■ Goal ■
Write out the entries verbatim and leave the images out of the copy.

■ Supplied entries ■
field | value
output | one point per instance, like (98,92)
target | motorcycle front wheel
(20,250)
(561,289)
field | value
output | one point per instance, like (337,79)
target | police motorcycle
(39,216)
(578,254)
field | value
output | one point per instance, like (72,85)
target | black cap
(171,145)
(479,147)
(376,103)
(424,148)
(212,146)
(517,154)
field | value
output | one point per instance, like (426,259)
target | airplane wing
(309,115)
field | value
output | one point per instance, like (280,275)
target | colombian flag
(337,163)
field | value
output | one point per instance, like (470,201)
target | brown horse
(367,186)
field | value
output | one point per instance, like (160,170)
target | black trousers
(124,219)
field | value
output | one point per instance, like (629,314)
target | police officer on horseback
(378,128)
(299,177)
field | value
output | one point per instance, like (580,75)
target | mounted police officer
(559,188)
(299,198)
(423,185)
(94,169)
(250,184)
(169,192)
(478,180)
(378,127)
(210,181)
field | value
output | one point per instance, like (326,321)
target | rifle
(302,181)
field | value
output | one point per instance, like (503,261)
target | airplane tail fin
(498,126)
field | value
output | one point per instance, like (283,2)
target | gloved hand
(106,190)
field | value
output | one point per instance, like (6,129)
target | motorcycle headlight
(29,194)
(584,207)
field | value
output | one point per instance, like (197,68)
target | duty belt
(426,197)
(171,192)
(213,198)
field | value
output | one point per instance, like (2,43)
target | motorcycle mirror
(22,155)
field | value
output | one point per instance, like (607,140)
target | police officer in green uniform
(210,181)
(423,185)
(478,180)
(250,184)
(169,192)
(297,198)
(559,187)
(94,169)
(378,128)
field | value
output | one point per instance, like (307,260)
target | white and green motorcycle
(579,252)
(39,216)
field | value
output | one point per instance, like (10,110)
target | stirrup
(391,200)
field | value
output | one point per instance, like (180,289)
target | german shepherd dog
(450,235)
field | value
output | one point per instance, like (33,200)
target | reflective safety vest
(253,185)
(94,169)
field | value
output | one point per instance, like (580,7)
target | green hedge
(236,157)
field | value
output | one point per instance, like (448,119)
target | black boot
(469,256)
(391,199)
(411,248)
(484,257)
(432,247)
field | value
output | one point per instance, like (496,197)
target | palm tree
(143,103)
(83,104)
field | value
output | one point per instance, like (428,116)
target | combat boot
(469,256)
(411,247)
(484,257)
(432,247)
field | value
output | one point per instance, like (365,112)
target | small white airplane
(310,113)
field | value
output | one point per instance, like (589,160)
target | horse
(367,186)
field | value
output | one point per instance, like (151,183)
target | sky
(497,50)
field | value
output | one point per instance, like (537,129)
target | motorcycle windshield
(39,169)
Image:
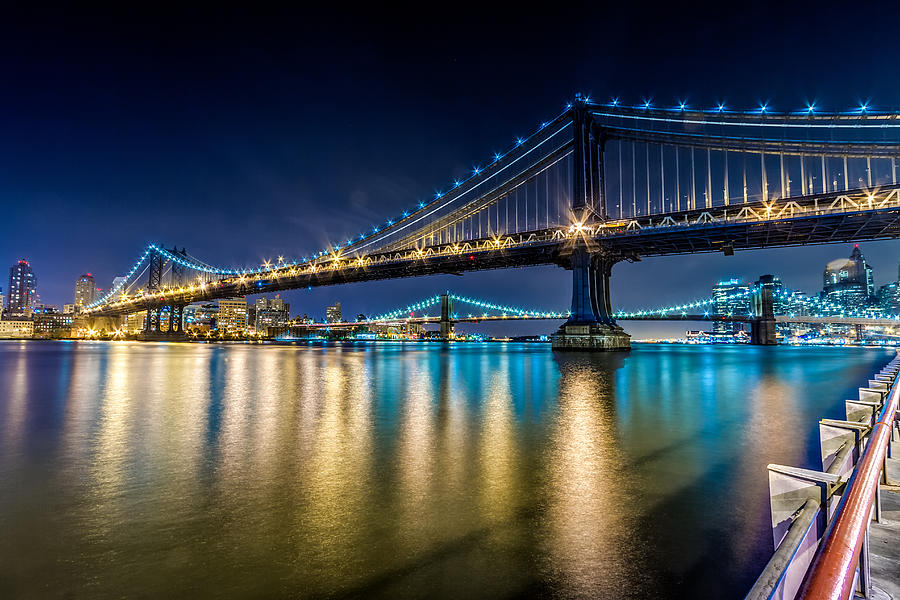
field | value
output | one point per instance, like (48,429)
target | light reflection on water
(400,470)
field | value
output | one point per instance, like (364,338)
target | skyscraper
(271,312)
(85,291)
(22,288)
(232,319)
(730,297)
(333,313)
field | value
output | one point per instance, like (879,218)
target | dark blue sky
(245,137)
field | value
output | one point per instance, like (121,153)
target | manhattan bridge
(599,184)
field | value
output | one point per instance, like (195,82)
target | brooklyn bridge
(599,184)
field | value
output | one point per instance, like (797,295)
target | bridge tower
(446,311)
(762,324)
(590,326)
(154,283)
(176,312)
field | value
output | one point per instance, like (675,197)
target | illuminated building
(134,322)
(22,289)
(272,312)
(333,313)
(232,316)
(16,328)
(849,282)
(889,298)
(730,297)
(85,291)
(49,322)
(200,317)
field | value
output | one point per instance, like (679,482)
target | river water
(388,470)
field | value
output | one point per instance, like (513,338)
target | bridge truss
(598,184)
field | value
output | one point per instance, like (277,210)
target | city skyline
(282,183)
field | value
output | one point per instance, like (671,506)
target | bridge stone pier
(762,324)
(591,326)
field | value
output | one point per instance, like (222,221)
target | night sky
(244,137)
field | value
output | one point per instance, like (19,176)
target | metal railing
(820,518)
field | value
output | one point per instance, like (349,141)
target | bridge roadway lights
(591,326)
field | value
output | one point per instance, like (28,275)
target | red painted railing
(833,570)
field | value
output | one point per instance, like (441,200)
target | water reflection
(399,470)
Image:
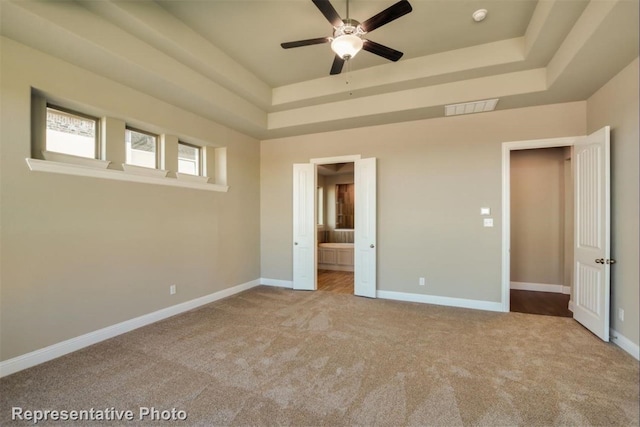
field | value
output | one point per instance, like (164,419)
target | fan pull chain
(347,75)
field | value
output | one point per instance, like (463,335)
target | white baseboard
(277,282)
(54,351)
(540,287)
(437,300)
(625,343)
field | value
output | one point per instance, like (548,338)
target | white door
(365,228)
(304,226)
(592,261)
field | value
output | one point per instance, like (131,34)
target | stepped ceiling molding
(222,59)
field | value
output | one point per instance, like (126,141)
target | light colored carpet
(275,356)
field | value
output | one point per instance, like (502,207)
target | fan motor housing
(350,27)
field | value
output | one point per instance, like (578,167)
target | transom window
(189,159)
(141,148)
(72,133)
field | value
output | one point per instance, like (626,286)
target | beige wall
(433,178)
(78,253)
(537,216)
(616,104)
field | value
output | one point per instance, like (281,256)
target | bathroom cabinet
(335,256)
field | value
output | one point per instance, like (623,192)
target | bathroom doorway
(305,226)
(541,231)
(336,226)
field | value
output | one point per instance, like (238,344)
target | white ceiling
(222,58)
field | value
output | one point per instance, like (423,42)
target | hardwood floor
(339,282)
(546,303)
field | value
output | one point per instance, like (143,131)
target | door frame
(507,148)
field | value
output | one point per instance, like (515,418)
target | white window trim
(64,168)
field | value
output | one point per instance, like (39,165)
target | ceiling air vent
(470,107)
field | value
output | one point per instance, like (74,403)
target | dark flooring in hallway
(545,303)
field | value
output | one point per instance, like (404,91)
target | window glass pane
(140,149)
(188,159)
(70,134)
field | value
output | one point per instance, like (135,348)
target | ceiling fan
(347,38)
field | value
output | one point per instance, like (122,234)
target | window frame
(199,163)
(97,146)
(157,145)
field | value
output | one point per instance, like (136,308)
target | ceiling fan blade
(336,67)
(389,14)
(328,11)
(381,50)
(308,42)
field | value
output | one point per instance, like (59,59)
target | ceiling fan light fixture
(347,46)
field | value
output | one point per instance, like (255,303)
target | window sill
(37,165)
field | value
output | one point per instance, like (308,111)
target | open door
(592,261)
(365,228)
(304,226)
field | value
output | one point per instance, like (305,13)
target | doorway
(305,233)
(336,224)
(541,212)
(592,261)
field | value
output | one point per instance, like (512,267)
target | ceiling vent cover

■ Written response ■
field | value
output | one point per instance, like (98,92)
target | motorcycle front wheel
(20,250)
(561,289)
field | value
output | one point per instance, like (337,79)
target | police motorcycle
(39,216)
(578,254)
field | value
output | one point per instance, like (72,85)
target | black cap
(171,145)
(479,147)
(376,103)
(424,148)
(212,146)
(517,154)
field | value
output | one point per instance, like (426,259)
target | airplane wing
(309,115)
field | value
output | one point per instance, like (280,275)
target | colombian flag
(337,163)
field | value
output | one point per instance, like (470,201)
target | brown horse
(367,186)
field | value
output | one point per instance, like (160,170)
target | black trousers
(124,219)
field | value
output | one point per instance, like (629,314)
target | police officer on horseback
(378,128)
(299,177)
field | value
output | one point per instance, like (580,75)
target | mounted police officer
(559,188)
(299,198)
(423,185)
(94,169)
(250,184)
(169,192)
(478,180)
(378,127)
(210,181)
field | value
output | one point per instance, like (326,321)
target | rifle
(302,181)
field | value
output | one point per instance, like (503,261)
target | airplane tail fin
(498,126)
field | value
output | one point per instance, like (283,2)
target | gloved hand
(106,190)
field | value
output | one point per instance, like (6,129)
target | motorcycle headlight
(29,194)
(584,207)
field | value
output | one point per instance, like (197,68)
target | duty belt
(426,197)
(171,192)
(213,198)
field | value
output | one point per instance, like (2,43)
target | motorcycle mirror
(22,155)
field | value
output | one point per instance, like (607,140)
target | police officer in green uniform
(210,181)
(423,185)
(478,180)
(250,184)
(169,192)
(297,198)
(559,187)
(94,169)
(378,128)
field | value
output | one point per instance, like (307,260)
target | white and green motorcycle
(579,252)
(39,216)
field | value
output | one point per instance, like (10,110)
target | stirrup
(391,200)
field | value
output | one point per instance, like (180,289)
target | german shepherd dog
(450,235)
field | value
output | one point per instance, like (33,200)
target | reflective safety vest
(253,185)
(94,169)
field | value
output | one point per instance, like (580,7)
target | green hedge
(236,157)
field | value
output | one point per instance, like (448,119)
target | black boot
(469,256)
(391,199)
(411,248)
(484,257)
(432,247)
field | value
output | one point per instance, like (496,197)
target | palm tree
(143,103)
(83,104)
field | value
output | one point per instance, like (428,116)
target | combat boot
(469,256)
(411,247)
(484,257)
(432,247)
field | value
output | one point per instance, like (365,112)
target | small white airplane
(310,113)
field | value
output | one point per instance, like (589,160)
target | horse
(367,186)
field | value
output | one point per instance, like (151,183)
target | sky
(497,50)
field | value
output | one point per instance, like (537,129)
target | motorcycle windshield
(39,169)
Image:
field | value
output | one point per instance, like (48,429)
target | light reflection on water
(400,470)
field | value
output | one point per instance, like (364,338)
target | skyscraper
(271,312)
(85,291)
(22,288)
(232,319)
(730,297)
(333,313)
field | value
output | one point per instance, like (879,218)
target | dark blue sky
(245,137)
field | value
output | one point per instance, like (121,153)
target | manhattan bridge
(599,184)
field | value
output | one point per instance, like (195,82)
target | brooklyn bridge
(599,184)
field | value
output | one point per instance, like (797,295)
target | bridge tower
(446,311)
(762,324)
(590,326)
(154,283)
(176,312)
field | value
output | one point per instance, like (675,197)
target | illuminated building
(134,322)
(22,289)
(272,312)
(333,313)
(232,316)
(16,328)
(849,282)
(889,298)
(730,297)
(85,291)
(49,322)
(200,317)
field | value
output | one point per instance, like (679,482)
target | river water
(388,470)
field | value
output | one point per instance, like (513,338)
target | bridge truss
(598,184)
field | value
output | one point per instance, like (277,210)
target | city skyline
(282,183)
field | value
output | one point per instance, like (671,506)
target | bridge stone pier
(762,324)
(591,326)
field | value
output | one point per instance, like (222,221)
target | night sky
(244,137)
field | value
output | one point per instance, like (19,176)
target | metal railing
(820,518)
field | value
output | one point per instance, like (349,141)
target | bridge roadway lights
(591,326)
field | value
output | one point per instance, like (28,275)
target | red painted railing
(833,570)
field | value
output | one point per instance, like (441,200)
target | water reflection
(399,470)
Image:
field | value
output | one point per instance, like (164,419)
target | fan pull chain
(347,75)
field | value
output | one point per instance, like (463,335)
target | white baseboard
(277,282)
(54,351)
(540,287)
(437,300)
(625,343)
field | value
output | one point per instance, like (548,338)
target | white door
(365,228)
(304,226)
(592,261)
field | value
output | one point per instance, like (131,34)
target | stepped ceiling molding
(222,59)
field | value
output | one point per instance, like (126,141)
target | light colored carpet
(275,356)
field | value
output | one point per instance, like (502,207)
target | fan motor housing
(350,27)
field | value
output | one point per instance, like (578,167)
target | transom window
(189,159)
(141,148)
(72,133)
field | value
output | one point per instance, like (626,286)
target | beige wall
(433,178)
(78,253)
(537,216)
(616,104)
field | value
output | one point per instance, like (281,256)
target | bathroom cabinet
(335,256)
field | value
output | one point per instance, like (623,192)
target | bathroom doorway
(305,226)
(541,231)
(336,226)
field | value
output | one point per instance, like (238,344)
target | white ceiling
(222,58)
field | value
output | one point per instance, like (423,42)
target | hardwood floor
(339,282)
(546,303)
field | value
output | one point per instance, like (143,131)
target | door frame
(507,148)
field | value
output | one point per instance, like (515,418)
target | white window trim
(64,168)
field | value
output | one point per instance, like (39,165)
target | ceiling air vent
(470,107)
field | value
output | one point per instance, like (74,403)
target | dark flooring in hallway
(545,303)
field | value
output | one point per instance, like (404,91)
target | window glass pane
(140,149)
(188,159)
(70,134)
field | value
output | one point per instance, like (135,348)
target | ceiling fan
(347,38)
field | value
output | one point per instance, like (122,234)
target | window frame
(199,163)
(97,146)
(157,145)
field | value
output | one point per instance, like (136,308)
target | ceiling fan blade
(336,67)
(389,14)
(328,11)
(381,50)
(308,42)
field | value
output | one point per instance, like (59,59)
target | ceiling fan light fixture
(347,46)
field | value
output | one point per instance, like (255,303)
target | window sill
(37,165)
field | value
output | one point per instance, like (308,111)
target | open door
(592,261)
(365,228)
(304,226)
field | value
output | one point per instance, like (305,13)
target | doorway
(305,233)
(336,224)
(541,212)
(592,261)
field | value
output | one point per instance, like (512,267)
target | ceiling vent cover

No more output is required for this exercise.